[Job] All of the records below should be output exactly.

A block of data:
* start *

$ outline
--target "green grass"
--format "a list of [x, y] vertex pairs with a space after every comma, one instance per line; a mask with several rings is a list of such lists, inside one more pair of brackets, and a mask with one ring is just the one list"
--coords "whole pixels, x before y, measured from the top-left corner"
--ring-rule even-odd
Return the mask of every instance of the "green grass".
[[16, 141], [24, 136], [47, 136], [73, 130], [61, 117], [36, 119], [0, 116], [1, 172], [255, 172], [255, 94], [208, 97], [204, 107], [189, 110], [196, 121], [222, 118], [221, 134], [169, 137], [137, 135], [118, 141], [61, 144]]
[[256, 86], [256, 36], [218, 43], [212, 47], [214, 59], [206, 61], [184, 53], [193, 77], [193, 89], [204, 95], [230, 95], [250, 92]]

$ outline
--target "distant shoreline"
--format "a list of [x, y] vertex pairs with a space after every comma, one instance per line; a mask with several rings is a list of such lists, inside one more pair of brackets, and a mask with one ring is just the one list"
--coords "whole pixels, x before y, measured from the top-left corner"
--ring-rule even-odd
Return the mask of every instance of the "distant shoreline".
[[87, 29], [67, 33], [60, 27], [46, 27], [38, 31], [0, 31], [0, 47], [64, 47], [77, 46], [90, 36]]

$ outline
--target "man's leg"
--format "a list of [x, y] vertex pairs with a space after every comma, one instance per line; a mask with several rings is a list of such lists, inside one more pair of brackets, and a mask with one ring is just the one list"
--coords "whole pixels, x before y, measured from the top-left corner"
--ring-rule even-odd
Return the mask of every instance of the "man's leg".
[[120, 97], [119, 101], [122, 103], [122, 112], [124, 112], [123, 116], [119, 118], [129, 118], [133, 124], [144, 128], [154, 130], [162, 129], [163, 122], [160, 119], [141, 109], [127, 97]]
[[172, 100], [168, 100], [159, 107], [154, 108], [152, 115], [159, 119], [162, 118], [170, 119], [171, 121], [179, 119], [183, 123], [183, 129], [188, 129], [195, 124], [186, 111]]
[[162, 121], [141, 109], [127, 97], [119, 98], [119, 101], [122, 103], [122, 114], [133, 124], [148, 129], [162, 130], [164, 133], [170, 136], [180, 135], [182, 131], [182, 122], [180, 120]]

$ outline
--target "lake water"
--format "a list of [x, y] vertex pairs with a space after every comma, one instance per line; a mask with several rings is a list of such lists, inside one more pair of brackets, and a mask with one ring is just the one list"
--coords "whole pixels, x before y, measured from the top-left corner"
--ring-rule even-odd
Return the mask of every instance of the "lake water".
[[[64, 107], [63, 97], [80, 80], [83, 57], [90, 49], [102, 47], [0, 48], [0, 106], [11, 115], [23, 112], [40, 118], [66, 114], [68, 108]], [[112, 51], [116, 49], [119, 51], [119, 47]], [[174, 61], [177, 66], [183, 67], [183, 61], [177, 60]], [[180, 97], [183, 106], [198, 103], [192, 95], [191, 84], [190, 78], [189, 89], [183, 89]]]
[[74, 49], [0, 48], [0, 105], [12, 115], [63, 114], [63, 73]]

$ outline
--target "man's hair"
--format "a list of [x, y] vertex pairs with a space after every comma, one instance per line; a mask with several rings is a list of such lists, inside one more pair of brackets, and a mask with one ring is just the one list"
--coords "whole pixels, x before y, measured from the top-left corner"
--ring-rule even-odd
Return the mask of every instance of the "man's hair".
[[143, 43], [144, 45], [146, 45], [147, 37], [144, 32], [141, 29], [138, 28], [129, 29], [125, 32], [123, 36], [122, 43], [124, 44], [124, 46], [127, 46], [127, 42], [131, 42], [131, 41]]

* end *

[Output below]
$ outline
--target "green grass"
--format "a list of [x, y] vertex pairs with a space after every comma, one instance per line; a mask with several rings is a list of such lists, inside one more pair of brackets, and a mask with one ring is just the one list"
--coords "whole pixels, x before y, measured from the top-left corner"
--ring-rule even-odd
Return the mask of every instance of the "green grass".
[[16, 141], [24, 136], [47, 136], [73, 130], [61, 117], [36, 119], [0, 116], [1, 172], [255, 172], [255, 94], [208, 97], [204, 107], [189, 110], [196, 121], [222, 118], [221, 134], [169, 137], [137, 135], [118, 141], [61, 144]]
[[256, 86], [256, 36], [218, 43], [212, 47], [214, 59], [206, 61], [184, 53], [193, 77], [193, 89], [204, 95], [230, 95], [250, 92]]

$ outline
--target "distant shoreline"
--format "a list of [x, y] vertex pairs with a space after every comma, one instance per line; a mask with several rings is a list of such lists, inside one more pair of brackets, and a mask with one ring is just the one list"
--coords "whole pixels, x before y, measured from the top-left corner"
--ring-rule even-odd
Return the mask of every instance of the "distant shoreline".
[[87, 29], [67, 33], [60, 27], [46, 27], [38, 31], [0, 31], [0, 47], [64, 47], [77, 46], [90, 36]]

$ outline
--target "man's leg"
--format "a list of [x, y] vertex pairs with a space after every comma, one instance per line; a mask with several rings is a list of such lists, inside one more pair of brackets, and a mask with one ring is just the one list"
--coords "whole pixels, x before y, measured from the top-left corner"
--ring-rule even-odd
Return the mask of every instance of the "man's leg".
[[120, 97], [119, 101], [122, 103], [122, 112], [124, 112], [123, 116], [119, 118], [129, 118], [133, 124], [144, 128], [154, 130], [162, 129], [163, 122], [160, 119], [141, 109], [127, 97]]
[[172, 100], [168, 100], [159, 107], [154, 108], [152, 115], [159, 119], [162, 118], [170, 119], [171, 121], [179, 119], [183, 123], [183, 129], [188, 129], [195, 124], [186, 111]]
[[162, 121], [141, 109], [127, 97], [119, 98], [119, 101], [122, 103], [122, 114], [133, 124], [148, 129], [162, 130], [164, 133], [170, 136], [180, 135], [182, 131], [182, 122], [180, 120]]

$ outline
--target "lake water"
--format "a list of [x, y] vertex pairs with a space after every comma, one instance per line; a mask with several rings is a list of such lists, inside one more pair of brackets, and a mask with one ring is just the one list"
--coords "whole pixels, x before y, measured from the top-left corner"
--ring-rule even-odd
Return the mask of every instance of the "lake water".
[[[64, 107], [63, 97], [80, 80], [83, 57], [90, 49], [102, 47], [0, 48], [0, 106], [11, 115], [23, 112], [40, 118], [66, 114], [68, 108]], [[112, 51], [116, 49], [119, 51], [119, 47]], [[174, 61], [177, 66], [183, 67], [183, 61], [177, 60]], [[180, 97], [183, 106], [198, 103], [192, 95], [191, 84], [190, 78], [189, 89], [183, 89]]]
[[74, 49], [0, 48], [0, 105], [12, 115], [63, 114], [63, 73]]

$ outline
--target "man's hair"
--format "a list of [x, y] vertex pairs with a space after every comma, one instance per line; a mask with several rings is a list of such lists, inside one more pair of brackets, and a mask with one ring is just the one list"
--coords "whole pixels, x before y, measured from the top-left corner"
--ring-rule even-odd
Return the mask of every instance of the "man's hair".
[[143, 43], [144, 45], [146, 45], [147, 37], [144, 32], [141, 29], [138, 28], [129, 29], [125, 32], [123, 36], [122, 43], [124, 44], [124, 46], [127, 46], [127, 42], [131, 42], [131, 41]]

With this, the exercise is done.